WHAT IS ASKED
Please format the rows below, from the line containing "red jacket, which" through the line containing "(1068, 812)", both included, as a numbered list with blank lines omitted.

ENTRIES
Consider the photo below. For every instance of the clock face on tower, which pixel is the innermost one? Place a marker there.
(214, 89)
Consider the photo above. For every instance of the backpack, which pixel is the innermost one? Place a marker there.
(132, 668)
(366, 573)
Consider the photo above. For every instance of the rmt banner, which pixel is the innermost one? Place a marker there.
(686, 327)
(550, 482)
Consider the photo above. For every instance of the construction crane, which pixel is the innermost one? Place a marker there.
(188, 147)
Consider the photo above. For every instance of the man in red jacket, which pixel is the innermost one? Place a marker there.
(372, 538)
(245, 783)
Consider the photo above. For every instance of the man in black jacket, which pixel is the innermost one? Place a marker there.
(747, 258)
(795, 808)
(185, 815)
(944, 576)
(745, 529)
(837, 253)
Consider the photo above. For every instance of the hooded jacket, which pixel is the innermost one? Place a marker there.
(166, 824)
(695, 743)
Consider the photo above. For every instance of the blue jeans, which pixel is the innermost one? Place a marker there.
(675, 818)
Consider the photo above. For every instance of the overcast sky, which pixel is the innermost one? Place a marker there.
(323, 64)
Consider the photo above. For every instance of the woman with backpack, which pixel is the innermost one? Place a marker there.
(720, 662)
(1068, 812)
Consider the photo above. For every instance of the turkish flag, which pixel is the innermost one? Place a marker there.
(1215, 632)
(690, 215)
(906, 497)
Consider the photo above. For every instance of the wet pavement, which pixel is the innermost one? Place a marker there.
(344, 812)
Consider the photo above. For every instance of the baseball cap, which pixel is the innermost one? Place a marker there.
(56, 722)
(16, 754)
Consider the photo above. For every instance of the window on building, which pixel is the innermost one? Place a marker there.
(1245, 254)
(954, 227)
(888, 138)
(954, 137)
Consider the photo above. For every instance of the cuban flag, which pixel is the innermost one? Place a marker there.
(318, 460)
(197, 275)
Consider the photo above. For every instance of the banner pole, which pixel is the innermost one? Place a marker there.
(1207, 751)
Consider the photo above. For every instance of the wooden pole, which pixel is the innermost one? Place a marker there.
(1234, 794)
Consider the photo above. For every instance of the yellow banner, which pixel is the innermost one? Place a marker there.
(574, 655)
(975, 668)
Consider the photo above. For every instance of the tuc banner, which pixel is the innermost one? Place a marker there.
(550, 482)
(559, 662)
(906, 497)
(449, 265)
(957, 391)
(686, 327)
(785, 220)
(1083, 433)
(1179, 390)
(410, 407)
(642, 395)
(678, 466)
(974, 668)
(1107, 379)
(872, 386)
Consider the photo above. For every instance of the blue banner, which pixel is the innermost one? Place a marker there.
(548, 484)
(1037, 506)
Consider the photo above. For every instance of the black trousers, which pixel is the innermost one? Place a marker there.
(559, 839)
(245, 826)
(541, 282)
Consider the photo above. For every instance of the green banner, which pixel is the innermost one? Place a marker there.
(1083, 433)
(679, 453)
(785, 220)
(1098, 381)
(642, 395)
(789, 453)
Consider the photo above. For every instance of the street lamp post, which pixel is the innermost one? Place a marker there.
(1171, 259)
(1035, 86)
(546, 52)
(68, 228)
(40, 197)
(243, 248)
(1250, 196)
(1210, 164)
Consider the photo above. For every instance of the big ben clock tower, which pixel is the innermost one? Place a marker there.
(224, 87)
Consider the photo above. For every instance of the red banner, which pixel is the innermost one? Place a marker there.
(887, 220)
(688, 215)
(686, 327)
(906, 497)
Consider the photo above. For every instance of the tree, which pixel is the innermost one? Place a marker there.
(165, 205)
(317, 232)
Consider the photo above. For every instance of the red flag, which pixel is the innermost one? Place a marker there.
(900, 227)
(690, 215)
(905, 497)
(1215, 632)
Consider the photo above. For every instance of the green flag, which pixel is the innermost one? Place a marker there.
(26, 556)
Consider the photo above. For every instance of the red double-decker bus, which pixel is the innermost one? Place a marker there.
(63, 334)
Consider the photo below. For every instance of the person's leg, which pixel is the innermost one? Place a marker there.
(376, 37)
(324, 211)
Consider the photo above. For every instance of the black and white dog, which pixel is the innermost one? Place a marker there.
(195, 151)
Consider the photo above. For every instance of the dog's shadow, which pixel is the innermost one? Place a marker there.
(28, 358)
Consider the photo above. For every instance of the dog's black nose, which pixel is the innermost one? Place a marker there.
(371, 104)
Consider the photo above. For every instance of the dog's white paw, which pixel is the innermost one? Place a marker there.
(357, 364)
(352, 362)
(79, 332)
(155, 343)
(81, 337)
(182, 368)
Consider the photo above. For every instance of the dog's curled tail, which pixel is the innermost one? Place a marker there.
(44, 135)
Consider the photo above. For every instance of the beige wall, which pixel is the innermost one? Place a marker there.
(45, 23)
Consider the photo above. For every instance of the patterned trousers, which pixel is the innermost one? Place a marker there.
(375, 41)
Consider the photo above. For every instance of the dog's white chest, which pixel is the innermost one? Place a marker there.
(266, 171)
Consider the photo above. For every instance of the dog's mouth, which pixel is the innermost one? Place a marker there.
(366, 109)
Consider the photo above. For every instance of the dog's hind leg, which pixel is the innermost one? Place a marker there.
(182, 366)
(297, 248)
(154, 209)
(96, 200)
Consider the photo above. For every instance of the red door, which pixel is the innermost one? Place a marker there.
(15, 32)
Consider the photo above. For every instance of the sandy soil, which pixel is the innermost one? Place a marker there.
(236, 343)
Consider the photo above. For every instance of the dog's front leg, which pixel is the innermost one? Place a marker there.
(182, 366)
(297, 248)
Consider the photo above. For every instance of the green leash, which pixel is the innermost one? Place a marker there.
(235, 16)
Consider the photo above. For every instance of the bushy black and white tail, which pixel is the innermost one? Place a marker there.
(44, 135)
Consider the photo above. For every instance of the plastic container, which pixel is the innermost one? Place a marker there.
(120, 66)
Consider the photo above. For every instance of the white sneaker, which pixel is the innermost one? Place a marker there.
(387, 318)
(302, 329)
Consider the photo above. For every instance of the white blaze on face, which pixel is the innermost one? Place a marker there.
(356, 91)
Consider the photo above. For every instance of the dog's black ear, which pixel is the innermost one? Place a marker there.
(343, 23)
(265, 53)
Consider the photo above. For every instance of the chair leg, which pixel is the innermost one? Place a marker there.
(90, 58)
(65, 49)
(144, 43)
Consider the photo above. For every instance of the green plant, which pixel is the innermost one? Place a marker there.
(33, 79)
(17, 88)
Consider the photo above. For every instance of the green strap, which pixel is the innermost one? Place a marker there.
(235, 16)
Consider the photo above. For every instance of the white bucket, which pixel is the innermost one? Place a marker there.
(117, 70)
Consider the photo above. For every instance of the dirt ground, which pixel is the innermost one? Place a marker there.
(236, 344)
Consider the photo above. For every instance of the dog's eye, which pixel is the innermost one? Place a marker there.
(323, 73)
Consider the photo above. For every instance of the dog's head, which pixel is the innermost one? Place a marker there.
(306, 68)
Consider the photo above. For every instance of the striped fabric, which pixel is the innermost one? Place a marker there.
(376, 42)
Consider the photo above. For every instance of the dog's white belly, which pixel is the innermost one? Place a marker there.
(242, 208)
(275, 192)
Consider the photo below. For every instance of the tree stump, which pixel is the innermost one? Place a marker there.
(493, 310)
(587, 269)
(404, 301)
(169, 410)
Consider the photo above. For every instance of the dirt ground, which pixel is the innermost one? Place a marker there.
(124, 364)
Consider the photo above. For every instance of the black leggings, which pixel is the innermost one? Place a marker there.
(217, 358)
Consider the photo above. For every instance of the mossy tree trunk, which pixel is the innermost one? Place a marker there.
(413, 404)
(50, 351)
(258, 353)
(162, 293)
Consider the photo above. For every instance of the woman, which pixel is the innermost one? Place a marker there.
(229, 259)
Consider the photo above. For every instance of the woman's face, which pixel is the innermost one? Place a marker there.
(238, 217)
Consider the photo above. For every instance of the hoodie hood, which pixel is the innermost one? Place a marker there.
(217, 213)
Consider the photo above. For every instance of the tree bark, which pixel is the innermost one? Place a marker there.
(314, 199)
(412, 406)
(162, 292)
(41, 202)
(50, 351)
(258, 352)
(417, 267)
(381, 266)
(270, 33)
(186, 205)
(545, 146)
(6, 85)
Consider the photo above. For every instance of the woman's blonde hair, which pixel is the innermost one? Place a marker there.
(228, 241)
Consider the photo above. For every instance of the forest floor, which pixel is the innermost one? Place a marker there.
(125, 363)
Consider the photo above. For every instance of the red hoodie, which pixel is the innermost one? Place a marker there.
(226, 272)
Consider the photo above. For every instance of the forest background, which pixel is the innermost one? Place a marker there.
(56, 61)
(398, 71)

THE RESULT
1. Consider the photo above. For every instance of the man in red jacket, which pixel is the innermost one? Place a marker there.
2. (372, 538)
3. (245, 783)
4. Consider the photo above. For every instance of the man in black jacket, which pixel is the innermost one? Place a marker there.
5. (747, 258)
6. (795, 808)
7. (185, 815)
8. (944, 576)
9. (745, 529)
10. (837, 253)
11. Consider the photo above. For every instance of the hooded jacket, which pixel is the innermost one? Place a marker there.
12. (166, 824)
13. (695, 743)
14. Consider the photo above. For every instance of the blue jeans, which pixel is the innermost one? Place a marker there.
15. (675, 818)
16. Consider the photo above. For every instance of the overcast sky, which pixel is the innermost one? Place a marker there.
17. (323, 64)
18. Consider the photo above. For every instance of the woman with backpack, which pixel is the innermost one? Place a marker there.
19. (720, 662)
20. (1068, 812)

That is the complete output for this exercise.